### PROBLEM STATEMENT
Count the lines in the rows below that contain the word "blue" and give only that number.

### INPUT DATA
╭──

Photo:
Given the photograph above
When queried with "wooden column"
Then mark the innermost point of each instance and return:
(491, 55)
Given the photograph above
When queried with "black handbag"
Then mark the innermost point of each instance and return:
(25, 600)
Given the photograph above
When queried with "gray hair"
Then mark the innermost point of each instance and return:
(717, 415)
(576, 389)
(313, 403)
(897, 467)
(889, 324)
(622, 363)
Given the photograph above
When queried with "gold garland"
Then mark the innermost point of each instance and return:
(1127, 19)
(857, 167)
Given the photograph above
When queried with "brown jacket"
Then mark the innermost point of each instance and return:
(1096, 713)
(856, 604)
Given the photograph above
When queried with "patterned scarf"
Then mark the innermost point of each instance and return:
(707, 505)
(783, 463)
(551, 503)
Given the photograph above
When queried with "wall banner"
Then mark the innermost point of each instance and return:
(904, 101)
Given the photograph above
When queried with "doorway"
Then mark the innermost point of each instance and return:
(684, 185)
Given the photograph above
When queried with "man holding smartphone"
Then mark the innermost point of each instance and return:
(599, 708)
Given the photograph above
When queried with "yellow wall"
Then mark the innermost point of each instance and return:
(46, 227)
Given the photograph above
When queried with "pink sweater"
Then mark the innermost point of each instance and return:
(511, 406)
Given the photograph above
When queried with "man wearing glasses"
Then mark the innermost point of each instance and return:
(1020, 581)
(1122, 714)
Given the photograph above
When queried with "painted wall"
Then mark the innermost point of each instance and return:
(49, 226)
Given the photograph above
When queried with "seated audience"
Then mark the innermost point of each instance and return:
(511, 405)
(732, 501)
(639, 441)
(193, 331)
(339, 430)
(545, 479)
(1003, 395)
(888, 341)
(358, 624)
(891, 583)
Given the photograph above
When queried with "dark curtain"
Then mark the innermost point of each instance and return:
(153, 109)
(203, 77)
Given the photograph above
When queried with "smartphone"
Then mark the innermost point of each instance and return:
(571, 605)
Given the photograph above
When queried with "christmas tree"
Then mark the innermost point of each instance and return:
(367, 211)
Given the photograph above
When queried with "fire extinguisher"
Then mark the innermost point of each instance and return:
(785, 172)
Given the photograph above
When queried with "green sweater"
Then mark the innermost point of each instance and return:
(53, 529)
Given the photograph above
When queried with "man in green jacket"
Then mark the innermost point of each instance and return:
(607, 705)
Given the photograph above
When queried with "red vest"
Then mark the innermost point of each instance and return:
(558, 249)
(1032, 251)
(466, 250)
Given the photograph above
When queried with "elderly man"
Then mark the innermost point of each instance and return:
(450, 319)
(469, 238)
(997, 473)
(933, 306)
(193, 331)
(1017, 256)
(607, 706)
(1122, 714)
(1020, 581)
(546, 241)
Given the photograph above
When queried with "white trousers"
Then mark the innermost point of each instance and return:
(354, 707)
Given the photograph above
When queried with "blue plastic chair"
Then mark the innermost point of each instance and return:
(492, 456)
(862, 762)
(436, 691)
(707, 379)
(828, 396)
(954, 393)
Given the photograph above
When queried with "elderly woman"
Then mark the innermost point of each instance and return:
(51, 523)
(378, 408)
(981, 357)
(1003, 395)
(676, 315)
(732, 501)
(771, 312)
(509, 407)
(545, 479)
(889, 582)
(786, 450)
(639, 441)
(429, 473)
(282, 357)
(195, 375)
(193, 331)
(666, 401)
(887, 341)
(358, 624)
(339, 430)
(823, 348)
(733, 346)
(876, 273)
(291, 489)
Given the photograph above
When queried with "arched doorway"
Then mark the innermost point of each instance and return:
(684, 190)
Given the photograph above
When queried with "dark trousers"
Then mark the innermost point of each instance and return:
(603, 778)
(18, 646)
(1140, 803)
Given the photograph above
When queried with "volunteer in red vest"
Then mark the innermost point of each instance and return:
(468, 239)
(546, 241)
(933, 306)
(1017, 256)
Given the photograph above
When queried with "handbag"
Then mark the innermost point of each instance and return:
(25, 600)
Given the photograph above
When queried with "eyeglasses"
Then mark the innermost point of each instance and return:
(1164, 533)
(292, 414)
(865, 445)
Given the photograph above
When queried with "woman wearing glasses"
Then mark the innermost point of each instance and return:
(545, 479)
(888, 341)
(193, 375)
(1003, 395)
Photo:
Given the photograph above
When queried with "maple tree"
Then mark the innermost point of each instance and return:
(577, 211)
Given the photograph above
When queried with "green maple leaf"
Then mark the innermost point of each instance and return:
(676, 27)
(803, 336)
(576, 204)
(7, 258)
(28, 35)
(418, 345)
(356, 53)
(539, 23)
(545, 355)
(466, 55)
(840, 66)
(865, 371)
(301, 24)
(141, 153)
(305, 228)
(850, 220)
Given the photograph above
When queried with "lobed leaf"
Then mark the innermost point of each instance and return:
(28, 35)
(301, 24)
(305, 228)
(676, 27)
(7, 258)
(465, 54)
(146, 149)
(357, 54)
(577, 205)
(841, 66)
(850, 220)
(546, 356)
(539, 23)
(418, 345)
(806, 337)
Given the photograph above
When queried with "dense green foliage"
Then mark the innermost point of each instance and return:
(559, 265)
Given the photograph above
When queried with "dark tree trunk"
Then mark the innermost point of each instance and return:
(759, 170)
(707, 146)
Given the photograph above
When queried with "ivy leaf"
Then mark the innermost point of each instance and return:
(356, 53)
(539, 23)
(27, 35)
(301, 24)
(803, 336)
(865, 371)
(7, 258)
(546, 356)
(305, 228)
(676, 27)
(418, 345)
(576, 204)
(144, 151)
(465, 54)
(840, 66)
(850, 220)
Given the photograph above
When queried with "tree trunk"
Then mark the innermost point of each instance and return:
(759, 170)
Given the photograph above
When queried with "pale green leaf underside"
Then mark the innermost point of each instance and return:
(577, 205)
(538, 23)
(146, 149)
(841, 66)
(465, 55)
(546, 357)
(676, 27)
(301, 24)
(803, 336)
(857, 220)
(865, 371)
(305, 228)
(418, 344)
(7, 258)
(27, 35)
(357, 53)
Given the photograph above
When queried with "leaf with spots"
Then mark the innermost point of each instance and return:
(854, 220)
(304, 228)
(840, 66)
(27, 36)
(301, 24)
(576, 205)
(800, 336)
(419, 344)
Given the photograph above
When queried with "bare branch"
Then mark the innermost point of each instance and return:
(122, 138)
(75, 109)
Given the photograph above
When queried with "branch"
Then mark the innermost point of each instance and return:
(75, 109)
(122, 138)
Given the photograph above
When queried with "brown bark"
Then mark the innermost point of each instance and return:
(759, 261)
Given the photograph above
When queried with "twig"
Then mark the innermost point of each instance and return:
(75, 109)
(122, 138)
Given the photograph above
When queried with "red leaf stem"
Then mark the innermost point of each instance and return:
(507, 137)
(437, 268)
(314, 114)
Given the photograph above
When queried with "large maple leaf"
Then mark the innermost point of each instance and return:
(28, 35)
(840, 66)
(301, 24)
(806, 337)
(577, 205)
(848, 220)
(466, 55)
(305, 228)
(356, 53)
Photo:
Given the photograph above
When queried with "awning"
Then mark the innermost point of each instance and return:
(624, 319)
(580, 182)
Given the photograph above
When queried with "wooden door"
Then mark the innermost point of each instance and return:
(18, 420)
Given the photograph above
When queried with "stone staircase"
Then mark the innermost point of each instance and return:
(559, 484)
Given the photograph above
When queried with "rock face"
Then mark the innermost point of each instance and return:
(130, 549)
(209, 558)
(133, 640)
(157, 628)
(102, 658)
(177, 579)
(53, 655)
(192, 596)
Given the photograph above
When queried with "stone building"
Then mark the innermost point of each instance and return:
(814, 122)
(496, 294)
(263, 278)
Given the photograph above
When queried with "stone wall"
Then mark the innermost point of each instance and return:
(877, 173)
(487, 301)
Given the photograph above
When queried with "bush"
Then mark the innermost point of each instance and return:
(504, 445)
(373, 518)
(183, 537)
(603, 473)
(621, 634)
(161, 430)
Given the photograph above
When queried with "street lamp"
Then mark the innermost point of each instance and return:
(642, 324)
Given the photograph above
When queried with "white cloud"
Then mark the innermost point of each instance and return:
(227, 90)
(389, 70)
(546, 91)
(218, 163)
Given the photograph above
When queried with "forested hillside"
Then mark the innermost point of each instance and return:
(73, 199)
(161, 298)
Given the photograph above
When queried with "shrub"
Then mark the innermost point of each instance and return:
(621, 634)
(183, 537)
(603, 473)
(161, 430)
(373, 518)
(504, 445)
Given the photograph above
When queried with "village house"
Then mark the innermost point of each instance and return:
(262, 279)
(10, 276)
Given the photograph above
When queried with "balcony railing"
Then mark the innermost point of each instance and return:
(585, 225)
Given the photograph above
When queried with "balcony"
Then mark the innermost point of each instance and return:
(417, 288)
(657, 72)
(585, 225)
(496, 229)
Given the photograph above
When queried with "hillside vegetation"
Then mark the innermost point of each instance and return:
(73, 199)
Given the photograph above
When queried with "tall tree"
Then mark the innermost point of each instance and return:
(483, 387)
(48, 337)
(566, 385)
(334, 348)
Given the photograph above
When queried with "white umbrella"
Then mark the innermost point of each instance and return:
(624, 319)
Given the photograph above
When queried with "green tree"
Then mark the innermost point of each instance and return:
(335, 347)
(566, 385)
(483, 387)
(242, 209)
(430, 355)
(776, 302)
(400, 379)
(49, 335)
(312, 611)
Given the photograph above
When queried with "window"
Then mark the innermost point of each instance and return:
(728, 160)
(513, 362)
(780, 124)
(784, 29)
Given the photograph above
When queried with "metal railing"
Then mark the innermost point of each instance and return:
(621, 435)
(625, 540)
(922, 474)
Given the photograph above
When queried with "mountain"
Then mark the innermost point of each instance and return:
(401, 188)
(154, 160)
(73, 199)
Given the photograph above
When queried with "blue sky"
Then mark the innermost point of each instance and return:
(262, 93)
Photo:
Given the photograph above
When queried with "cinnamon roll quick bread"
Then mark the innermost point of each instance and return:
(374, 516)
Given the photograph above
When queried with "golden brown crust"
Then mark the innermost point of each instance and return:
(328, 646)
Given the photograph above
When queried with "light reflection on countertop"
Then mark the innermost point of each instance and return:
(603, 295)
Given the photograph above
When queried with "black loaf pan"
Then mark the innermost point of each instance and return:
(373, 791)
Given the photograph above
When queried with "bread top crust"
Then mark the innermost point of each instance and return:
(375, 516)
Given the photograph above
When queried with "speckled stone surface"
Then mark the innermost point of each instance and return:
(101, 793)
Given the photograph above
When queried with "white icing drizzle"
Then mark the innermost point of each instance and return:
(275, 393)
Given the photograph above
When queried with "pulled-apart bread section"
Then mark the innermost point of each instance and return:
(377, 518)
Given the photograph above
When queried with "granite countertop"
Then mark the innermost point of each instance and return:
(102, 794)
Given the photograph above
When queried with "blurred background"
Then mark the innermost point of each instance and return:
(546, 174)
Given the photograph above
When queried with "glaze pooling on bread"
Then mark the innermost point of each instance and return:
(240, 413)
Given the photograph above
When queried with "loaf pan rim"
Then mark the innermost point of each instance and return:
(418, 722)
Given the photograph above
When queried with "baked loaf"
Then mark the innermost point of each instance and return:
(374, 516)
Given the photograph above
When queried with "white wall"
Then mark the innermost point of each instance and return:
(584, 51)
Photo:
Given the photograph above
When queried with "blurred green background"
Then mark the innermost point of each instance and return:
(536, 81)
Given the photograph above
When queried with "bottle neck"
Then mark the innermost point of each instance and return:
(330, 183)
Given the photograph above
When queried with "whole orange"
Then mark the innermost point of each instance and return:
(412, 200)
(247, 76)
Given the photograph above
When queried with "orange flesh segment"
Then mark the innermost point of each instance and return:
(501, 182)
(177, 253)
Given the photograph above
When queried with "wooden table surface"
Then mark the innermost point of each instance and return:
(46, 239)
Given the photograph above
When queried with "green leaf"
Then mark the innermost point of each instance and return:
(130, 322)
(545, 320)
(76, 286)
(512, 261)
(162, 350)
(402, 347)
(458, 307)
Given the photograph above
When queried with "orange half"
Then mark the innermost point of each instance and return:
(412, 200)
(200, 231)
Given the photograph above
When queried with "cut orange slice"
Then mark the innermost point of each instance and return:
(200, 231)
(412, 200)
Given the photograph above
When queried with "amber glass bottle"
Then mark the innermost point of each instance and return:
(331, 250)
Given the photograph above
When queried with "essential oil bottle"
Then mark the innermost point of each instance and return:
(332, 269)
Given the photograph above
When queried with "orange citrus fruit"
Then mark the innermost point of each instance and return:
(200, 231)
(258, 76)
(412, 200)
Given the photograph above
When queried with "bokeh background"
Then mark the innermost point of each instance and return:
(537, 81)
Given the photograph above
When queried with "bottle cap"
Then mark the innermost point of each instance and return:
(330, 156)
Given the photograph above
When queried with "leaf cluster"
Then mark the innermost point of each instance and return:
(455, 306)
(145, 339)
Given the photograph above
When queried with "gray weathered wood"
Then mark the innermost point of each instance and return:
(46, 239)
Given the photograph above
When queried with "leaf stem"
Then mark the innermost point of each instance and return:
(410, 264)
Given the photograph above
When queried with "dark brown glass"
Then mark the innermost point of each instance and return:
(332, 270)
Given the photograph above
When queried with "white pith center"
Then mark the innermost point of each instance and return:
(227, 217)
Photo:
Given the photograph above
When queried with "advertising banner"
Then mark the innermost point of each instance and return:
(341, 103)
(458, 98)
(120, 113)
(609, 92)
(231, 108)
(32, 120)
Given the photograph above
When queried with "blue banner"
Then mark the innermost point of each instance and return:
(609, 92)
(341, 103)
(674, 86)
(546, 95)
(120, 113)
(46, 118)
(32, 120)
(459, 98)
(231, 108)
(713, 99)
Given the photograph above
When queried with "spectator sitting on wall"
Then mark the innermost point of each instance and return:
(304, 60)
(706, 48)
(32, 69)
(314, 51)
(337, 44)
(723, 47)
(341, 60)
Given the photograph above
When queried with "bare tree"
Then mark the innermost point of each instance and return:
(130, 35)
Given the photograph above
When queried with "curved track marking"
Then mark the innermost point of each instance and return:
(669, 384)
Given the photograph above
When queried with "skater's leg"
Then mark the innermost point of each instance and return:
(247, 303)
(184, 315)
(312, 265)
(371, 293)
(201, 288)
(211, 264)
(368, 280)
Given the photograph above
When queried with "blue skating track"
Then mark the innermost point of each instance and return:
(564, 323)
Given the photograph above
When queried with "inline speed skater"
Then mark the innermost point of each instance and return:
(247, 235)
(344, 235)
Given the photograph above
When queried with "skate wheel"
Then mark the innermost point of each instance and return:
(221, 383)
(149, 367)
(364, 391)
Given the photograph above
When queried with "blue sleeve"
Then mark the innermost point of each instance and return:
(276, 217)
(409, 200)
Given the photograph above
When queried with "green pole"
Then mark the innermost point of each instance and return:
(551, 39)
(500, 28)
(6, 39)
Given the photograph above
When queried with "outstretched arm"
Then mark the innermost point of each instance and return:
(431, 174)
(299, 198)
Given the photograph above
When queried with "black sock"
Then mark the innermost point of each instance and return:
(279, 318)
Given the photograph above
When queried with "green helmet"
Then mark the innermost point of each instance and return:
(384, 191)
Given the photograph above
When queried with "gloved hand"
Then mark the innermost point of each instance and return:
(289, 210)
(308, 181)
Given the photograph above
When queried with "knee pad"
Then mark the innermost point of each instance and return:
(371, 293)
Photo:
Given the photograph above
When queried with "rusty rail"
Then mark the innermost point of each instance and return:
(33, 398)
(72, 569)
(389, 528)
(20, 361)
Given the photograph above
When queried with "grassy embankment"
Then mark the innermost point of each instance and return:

╰──

### FINAL ANSWER
5